▸ Условие задания
Продолжите текст о книге Бердникова, начав сразу после его последнего предложения.

▸ Текст задания
※ ※ ※
Когда речь заходит о венценосных особах вроде Елизаветы, Анны Иоанновны, Екатерины II и Павла, Бердников ограничивает себя взглядом на внешнюю сторону царствования; впрочем, у некоторых, как у испорченного мальчишки Петра II, ничего, кроме внешней стороны, и не было. Описывая Анну Иоанновну, Бердников не стремился конкурировать с Лажечниковым: Бирон есть, но не всесильный временщик, как в «Ледяном доме», а как законодатель моды, да и сама царица была не так плоха: зря говорят, что она притесняла русских и продвигала немцев; скорее, справедливо обратное.
Кое-кто из персонажей широко известен, например, главные герои немецкой слободы Анна и Виллис Монс; Шереметев и Меншиков. Не канул в вечность забытым Миних; полужива легенда о шуте Балакиреве. Благодаря Лефортову сохранилось имя Франца Лефорта. Но что знаем мы об Антоне Девиере, Сергее Салтыкове или Федоре Ромодановском? Впрочем, Салтыкову повезло больше: хорошо известна версия, что он был отцом Павла I. К каждой главе Бердников придумал изобретательный подзаголовок, например, «Вертопрах, любовью исправленный. Иван Долгоруков», «'Обязан женщинам'. Рейнгольд Густав Левенвольде», «Дурак корысти ради. Пьетро Мира».
※ ※ ※
(Сохранённые записи)
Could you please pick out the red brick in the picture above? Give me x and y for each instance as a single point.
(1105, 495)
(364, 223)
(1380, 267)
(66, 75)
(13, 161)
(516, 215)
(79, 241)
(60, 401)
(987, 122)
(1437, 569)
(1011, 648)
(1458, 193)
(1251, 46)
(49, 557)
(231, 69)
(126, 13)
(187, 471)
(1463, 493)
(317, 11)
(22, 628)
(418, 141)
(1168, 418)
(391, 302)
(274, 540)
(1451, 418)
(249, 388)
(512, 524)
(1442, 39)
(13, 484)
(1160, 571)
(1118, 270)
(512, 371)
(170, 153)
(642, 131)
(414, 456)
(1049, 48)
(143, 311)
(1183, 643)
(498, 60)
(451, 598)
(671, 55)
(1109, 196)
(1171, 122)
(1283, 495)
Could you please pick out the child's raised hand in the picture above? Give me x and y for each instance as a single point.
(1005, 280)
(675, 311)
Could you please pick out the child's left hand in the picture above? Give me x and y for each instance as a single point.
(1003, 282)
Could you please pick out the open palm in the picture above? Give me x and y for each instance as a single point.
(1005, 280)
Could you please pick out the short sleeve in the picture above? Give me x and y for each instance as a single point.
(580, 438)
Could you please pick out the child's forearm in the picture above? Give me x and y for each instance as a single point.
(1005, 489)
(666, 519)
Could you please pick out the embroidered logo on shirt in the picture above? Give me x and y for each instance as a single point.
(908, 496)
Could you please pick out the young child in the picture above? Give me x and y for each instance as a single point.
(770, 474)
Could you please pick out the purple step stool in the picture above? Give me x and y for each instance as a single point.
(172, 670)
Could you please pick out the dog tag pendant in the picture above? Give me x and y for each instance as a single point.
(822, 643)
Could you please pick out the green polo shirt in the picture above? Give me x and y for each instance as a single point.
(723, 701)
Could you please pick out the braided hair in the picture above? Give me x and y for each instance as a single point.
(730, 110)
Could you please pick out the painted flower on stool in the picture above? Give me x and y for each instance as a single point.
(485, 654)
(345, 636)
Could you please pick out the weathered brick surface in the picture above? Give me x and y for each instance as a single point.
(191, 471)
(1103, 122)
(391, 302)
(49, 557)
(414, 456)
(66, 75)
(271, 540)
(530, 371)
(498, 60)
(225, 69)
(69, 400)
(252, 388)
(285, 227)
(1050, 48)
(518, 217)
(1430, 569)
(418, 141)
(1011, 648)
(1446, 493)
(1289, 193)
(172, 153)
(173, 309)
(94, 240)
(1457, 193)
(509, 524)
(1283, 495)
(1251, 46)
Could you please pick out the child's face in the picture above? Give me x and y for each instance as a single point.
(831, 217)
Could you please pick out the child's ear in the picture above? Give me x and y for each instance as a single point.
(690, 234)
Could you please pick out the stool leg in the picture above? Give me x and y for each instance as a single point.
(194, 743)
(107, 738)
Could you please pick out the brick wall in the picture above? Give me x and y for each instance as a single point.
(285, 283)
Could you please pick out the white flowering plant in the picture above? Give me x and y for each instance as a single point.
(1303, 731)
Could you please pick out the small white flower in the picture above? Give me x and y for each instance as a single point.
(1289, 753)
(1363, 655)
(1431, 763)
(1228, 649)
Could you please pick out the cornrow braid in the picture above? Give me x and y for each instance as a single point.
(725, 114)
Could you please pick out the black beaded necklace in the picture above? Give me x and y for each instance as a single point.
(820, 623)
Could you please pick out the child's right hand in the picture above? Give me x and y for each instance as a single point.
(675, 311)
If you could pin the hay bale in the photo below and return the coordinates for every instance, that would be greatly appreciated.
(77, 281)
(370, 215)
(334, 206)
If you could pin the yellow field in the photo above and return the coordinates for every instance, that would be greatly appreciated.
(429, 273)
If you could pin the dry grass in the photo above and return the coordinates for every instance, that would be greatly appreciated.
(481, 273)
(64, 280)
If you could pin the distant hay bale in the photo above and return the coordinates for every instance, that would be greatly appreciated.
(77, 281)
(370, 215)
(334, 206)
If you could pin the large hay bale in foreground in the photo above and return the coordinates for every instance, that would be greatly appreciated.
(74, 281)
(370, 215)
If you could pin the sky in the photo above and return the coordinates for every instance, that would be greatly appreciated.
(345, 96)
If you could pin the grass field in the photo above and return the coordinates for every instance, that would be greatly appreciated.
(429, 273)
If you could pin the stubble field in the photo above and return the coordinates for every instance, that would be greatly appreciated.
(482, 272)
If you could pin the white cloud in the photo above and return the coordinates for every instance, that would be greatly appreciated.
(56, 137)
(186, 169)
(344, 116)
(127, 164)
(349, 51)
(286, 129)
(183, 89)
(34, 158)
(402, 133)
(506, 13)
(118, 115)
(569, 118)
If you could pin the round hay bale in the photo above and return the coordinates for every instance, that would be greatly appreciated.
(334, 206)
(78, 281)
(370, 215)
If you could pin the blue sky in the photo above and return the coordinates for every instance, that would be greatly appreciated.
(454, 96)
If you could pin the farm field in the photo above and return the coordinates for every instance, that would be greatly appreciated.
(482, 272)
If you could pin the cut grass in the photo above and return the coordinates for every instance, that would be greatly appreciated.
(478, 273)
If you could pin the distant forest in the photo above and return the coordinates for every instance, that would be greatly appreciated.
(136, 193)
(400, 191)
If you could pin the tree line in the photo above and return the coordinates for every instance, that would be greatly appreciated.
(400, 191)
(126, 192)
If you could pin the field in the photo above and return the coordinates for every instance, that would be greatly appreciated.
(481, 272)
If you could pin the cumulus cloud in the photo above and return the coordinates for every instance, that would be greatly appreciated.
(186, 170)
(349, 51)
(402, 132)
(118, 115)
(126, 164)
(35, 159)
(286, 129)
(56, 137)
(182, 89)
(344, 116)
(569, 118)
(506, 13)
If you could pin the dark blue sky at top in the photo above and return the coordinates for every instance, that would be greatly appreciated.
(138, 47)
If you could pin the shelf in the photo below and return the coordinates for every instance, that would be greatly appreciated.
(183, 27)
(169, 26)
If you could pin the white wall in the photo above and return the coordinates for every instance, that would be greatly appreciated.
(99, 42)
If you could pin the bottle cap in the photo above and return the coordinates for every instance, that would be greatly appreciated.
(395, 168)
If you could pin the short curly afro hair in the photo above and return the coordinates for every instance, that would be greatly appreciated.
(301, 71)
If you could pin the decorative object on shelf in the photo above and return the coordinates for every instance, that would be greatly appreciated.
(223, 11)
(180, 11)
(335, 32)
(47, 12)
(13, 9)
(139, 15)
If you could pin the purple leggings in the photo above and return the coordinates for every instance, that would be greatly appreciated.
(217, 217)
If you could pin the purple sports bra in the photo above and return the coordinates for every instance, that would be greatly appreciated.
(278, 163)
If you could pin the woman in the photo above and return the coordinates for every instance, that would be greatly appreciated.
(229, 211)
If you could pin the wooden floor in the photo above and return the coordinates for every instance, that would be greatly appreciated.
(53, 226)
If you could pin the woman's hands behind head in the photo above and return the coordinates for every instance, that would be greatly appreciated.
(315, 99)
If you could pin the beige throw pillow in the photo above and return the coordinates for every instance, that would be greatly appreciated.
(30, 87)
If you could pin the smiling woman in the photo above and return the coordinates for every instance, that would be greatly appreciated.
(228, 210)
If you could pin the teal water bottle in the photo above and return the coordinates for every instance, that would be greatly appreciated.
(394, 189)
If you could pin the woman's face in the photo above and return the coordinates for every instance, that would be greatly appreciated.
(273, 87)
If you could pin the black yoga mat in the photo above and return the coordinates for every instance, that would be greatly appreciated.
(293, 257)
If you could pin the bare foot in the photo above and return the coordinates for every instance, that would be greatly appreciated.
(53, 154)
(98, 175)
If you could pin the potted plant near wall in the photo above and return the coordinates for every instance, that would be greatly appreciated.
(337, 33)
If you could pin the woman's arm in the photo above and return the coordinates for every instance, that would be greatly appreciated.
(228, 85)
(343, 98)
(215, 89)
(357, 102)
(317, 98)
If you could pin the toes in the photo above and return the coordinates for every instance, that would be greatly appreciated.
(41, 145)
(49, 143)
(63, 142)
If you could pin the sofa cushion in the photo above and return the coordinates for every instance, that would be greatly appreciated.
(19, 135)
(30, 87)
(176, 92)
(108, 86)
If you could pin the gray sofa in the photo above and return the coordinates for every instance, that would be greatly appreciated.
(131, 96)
※ ※ ※
▸ Ответ
Желающие без труда проведут параллель между «галантным» восемнадцатым веком и тем зверским, в котором довелось жить нам. Самодурство и жестокость правителей, придворные интриги, борьба за власть и неребяческий разврат те же. Не будем в славянофильском задоре прославлять допетровскую Русь, где «всех Иоаннов злоба»; не будем и проклинать деспота, вздернувшего Россию на дыбы, — люди не меняются. И рабское следование моде то же: от брюк на молнии и нейлоновых рубашек до джинсов вековечное стремление, оставаясь по сути азиатами, выглядеть европейцами (ныне всё больше американцами). Сталинские застолья — чуть осовремененный вариант Всешутейшего и Всепьянейшего Собора, организованного с начала 1690-х годов Петром. Полезно читать исторические сочинения, а в остальном минуй нас пуще всех печалей... Галантность же оставим Бенуа и его соратникам.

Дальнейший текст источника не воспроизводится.